#### Your instructions:
Please transcribe the CompetEvo summary word for word, from "Researcher Affiliation Academia" to "accessed from https://github.com/KJaebye/competevo.".

CompetEvo: Towards Morphological Evolution from Competition

Authors: Kangyao Huang, Di Guo, Xinyu Zhang, Xiangyang Ji, Huaping Liu

IJCAI 2024 | Conference PDF | Archive PDF | Plain Text | LLM Run Details

Reproducibility Variable Result LLM Response
Research Type Experimental The results reveal that our method enables agents to evolve a more suitable design and strategy for fighting compared to fixed-morph agents, allowing them to obtain advantages in combat scenarios. Moreover, we demonstrate the amazing and impressive behaviors that emerge when confrontations are conducted under asymmetrical morphs. A series of cross-antagonism experiments is conducted to validate the significant role played by morphological evolution during confrontations in enhancing an agent s ability to deal with adversaries.
Researcher Affiliation Academia 1Department of Computer Science and Technology, Tsinghua University 2School of Artificial Intelligence, Beijing University of Posts and Telecommunications 3School of Vehicle and Mobility, Tsinghua University 4Department of Automation, Tsinghua University
Pseudocode Yes Algorithm 1 Confrontation algorithm for co-evolving agents.
Open Source Code Yes Additionally, our environment files and related codes can be accessed from https://github.com/KJaebye/competevo.

#### Source material:
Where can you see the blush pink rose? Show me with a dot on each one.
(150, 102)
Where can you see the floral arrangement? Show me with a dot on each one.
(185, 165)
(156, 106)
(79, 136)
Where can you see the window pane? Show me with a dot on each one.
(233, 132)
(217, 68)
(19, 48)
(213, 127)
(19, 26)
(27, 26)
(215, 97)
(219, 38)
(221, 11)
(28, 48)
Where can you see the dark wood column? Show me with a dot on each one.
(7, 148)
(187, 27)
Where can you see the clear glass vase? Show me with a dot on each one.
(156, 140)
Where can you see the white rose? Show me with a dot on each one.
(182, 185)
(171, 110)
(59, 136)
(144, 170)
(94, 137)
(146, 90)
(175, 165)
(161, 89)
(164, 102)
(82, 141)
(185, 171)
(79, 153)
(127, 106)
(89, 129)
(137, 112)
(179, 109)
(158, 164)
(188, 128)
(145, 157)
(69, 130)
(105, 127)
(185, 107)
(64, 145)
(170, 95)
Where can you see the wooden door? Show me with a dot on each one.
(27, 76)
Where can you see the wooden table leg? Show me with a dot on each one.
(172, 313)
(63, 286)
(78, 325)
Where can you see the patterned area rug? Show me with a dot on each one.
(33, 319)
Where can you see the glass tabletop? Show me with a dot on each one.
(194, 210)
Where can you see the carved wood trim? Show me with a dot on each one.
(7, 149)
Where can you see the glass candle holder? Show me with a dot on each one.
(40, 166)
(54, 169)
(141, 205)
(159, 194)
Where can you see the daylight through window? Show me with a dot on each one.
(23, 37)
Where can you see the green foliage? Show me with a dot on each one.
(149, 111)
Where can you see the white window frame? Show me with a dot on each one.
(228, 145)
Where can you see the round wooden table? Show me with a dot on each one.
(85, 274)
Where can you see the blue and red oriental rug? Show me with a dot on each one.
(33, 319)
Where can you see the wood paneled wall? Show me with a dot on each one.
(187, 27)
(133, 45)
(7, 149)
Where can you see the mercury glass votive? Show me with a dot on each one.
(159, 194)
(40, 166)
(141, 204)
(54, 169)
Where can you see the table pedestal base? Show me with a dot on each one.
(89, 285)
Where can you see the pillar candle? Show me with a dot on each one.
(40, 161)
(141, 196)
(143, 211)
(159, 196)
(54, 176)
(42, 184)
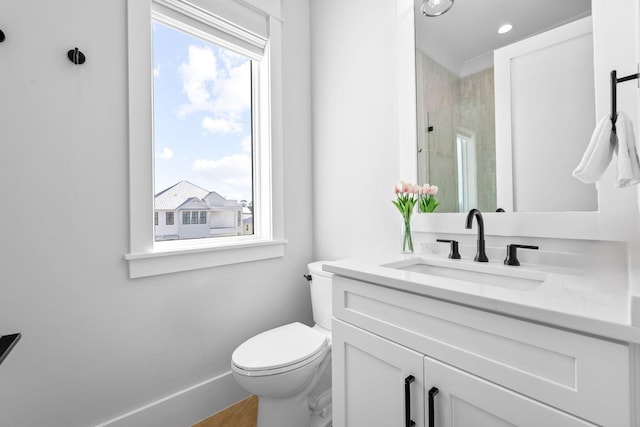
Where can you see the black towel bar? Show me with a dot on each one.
(614, 84)
(7, 342)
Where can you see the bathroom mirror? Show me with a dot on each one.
(460, 114)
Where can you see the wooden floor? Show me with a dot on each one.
(242, 414)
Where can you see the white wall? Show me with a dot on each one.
(96, 344)
(359, 134)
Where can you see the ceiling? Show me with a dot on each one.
(463, 39)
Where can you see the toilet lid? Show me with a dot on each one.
(276, 348)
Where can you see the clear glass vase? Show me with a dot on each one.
(407, 237)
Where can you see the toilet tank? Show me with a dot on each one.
(321, 302)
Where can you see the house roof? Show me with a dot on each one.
(177, 194)
(185, 195)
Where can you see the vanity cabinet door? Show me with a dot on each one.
(465, 400)
(370, 380)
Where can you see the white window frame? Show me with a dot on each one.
(147, 257)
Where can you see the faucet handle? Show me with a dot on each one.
(512, 253)
(453, 254)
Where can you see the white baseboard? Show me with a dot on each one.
(185, 407)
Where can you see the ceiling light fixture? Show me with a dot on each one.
(505, 28)
(435, 7)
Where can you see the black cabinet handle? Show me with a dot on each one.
(432, 393)
(407, 401)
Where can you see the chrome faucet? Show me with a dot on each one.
(481, 255)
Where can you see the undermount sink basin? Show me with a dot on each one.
(482, 274)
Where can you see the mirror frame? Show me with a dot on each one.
(617, 216)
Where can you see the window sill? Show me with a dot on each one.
(185, 259)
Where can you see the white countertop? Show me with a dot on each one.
(575, 299)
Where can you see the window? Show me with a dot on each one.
(231, 32)
(202, 119)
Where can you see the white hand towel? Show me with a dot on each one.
(598, 154)
(628, 164)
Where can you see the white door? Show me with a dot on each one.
(372, 378)
(464, 400)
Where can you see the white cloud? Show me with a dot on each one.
(221, 125)
(232, 173)
(166, 154)
(217, 85)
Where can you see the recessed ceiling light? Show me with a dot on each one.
(505, 28)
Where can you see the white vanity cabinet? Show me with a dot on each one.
(489, 369)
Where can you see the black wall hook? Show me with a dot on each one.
(614, 83)
(76, 56)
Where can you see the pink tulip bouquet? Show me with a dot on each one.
(428, 203)
(406, 198)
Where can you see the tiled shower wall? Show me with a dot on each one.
(448, 103)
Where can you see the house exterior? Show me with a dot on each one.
(187, 211)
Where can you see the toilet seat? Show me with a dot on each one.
(278, 350)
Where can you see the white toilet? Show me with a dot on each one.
(289, 367)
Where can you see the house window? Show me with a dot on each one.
(224, 49)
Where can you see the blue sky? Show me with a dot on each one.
(202, 114)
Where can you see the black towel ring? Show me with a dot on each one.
(614, 84)
(76, 56)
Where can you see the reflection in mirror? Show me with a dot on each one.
(458, 120)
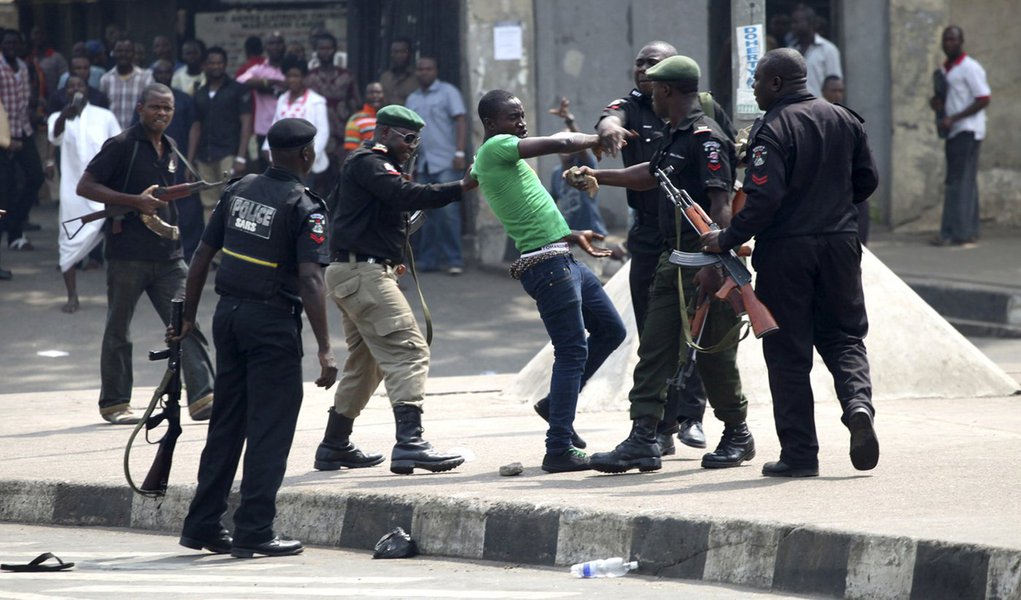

#### Response area:
Researcher Affiliation Academia 1Department of Computer Science and Technology, Tsinghua University 2School of Artificial Intelligence, Beijing University of Posts and Telecommunications 3School of Vehicle and Mobility, Tsinghua University 4Department of Automation, Tsinghua University
Pseudocode Yes Algorithm 1 Confrontation algorithm for co-evolving agents.
Open Source Code Yes Additionally, our environment files and related codes can be accessed from https://github.com/KJaebye/competevo.